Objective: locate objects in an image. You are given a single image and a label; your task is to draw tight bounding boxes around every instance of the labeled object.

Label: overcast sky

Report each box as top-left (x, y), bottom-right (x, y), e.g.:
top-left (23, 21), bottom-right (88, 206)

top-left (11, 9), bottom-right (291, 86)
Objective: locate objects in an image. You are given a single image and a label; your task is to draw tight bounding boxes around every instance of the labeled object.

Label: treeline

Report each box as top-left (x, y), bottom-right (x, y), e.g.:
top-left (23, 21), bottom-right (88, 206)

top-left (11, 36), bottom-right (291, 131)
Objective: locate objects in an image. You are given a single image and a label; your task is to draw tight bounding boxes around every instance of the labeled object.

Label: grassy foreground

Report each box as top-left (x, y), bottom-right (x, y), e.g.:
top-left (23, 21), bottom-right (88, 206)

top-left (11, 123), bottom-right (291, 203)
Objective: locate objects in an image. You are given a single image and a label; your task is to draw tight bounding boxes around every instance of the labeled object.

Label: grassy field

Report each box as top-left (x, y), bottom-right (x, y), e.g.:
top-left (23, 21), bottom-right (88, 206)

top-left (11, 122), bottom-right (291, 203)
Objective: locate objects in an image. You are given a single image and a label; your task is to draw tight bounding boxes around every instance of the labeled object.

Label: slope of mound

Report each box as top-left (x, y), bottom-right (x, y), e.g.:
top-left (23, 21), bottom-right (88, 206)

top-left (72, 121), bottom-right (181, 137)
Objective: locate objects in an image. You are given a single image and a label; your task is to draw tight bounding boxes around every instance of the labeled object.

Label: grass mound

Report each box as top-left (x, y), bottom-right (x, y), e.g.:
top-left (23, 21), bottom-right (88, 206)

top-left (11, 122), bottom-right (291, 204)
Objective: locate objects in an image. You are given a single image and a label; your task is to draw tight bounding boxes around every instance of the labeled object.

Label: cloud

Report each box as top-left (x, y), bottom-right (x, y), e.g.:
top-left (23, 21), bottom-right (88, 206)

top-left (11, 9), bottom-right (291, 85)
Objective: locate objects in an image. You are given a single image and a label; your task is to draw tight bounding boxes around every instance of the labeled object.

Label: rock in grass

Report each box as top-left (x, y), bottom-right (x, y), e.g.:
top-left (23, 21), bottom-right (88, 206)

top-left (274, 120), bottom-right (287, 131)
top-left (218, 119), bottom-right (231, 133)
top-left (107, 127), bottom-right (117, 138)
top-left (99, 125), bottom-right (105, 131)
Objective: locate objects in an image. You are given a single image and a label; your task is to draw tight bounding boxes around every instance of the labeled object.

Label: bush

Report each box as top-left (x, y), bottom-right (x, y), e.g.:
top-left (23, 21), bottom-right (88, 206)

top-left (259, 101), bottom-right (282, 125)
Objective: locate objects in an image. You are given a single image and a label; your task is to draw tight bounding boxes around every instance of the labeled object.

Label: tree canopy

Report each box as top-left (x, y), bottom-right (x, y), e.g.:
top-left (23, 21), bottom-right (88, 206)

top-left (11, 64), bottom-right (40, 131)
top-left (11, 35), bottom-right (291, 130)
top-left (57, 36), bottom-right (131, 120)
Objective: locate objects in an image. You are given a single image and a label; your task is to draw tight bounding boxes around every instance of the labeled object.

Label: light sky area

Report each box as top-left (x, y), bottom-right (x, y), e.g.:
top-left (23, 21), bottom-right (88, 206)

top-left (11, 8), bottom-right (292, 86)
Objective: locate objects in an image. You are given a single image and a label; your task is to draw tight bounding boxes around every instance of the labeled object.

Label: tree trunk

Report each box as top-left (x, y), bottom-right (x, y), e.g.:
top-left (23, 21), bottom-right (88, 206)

**Work instructions**
Exactly reproduce all of the entries.

**Solution to this task**
Objective: locate objects in an image. You are given a single image and a label; your task is to draw tight bounding boxes around every instance of the labeled object.

Label: overcast sky

Report each box as top-left (x, y), bottom-right (x, y), e.g.:
top-left (23, 21), bottom-right (88, 206)

top-left (11, 9), bottom-right (291, 86)
Objective: locate objects in an image. You are given a single image and a label; your task is to draw tight bounding boxes around every instance of the labeled object.

Label: treeline

Report each box as top-left (x, y), bottom-right (x, y), e.g.:
top-left (23, 21), bottom-right (88, 206)

top-left (11, 36), bottom-right (291, 131)
Objective: locate objects in an image. You are given a single image and a label; your task is to draw tight bounding boxes around every instance of the labeled object.

Label: grassy foreground

Report each box as top-left (x, y), bottom-right (x, y), e.g.:
top-left (23, 21), bottom-right (88, 206)

top-left (11, 123), bottom-right (291, 203)
Objective: locate objects in an image. You are given a single image and a label; your task is to draw tight bounding boxes around every instance of the labeled object.

Label: grassy field

Report each box as top-left (x, y), bottom-right (x, y), e.g.:
top-left (23, 21), bottom-right (88, 206)

top-left (11, 122), bottom-right (291, 203)
Objective: locate objects in an image. You are given a single image and a label; your task is to draw tight bounding boxes around every instance of the labeled object.

Label: slope of mound

Report each box as top-left (x, y), bottom-right (x, y), e.g.:
top-left (23, 21), bottom-right (88, 206)

top-left (72, 121), bottom-right (181, 137)
Objective: locate objects in an image. You are given a single image and a label; your task is to draw tight bounding boxes around every instance of the labeled object.

Label: grass mound

Report each box as top-left (x, y), bottom-right (x, y), e.g.:
top-left (23, 21), bottom-right (88, 206)

top-left (11, 122), bottom-right (291, 204)
Objective: locate objects in an image. You are given a single image and a label; your task is to draw tight bounding boxes around every instance of the labeled object.

Label: cloud

Report each box as top-left (x, y), bottom-right (x, y), e.g.:
top-left (23, 21), bottom-right (88, 206)

top-left (11, 9), bottom-right (291, 85)
Objective: locate objects in an image. You are given a single image and a label; your task is to draw tight bounding boxes around every instance of the labeled object.

Label: rock in grass

Report each box as top-left (x, y), bottom-right (x, y), e.g.:
top-left (23, 21), bottom-right (88, 206)

top-left (274, 120), bottom-right (287, 131)
top-left (218, 119), bottom-right (231, 133)
top-left (107, 127), bottom-right (117, 138)
top-left (99, 125), bottom-right (105, 131)
Objective: locate objects in an image. You are given a single image and a label; your task is to draw tight bounding boxes around every instance of the labeled object.

Label: bush

Report each box as top-left (x, y), bottom-right (x, y), e.g.:
top-left (23, 21), bottom-right (88, 206)

top-left (259, 101), bottom-right (282, 125)
Objective: locate objects in an image. You are given a single image and a label; your task is to draw tight bounding boxes around every instance of the labeled object.

Label: tree canopy

Report each box as top-left (x, y), bottom-right (x, y), e.g.:
top-left (23, 21), bottom-right (88, 206)

top-left (11, 64), bottom-right (40, 131)
top-left (11, 35), bottom-right (291, 130)
top-left (57, 36), bottom-right (131, 120)
Objective: locate objects in an image. You are given a single image and a label; your task is to draw tight bounding boxes around every instance of the labeled object.

Label: light sky area

Report each box as top-left (x, y), bottom-right (x, y), e.g.:
top-left (23, 21), bottom-right (88, 206)

top-left (11, 8), bottom-right (292, 86)
Objective: locate objects in an image. You are given a single image and a label; your task is to draw tight bounding boxes around every instance of the labeled object.

Label: tree trunk

Report each box as top-left (x, y), bottom-right (x, y), e.g.:
top-left (23, 21), bottom-right (88, 206)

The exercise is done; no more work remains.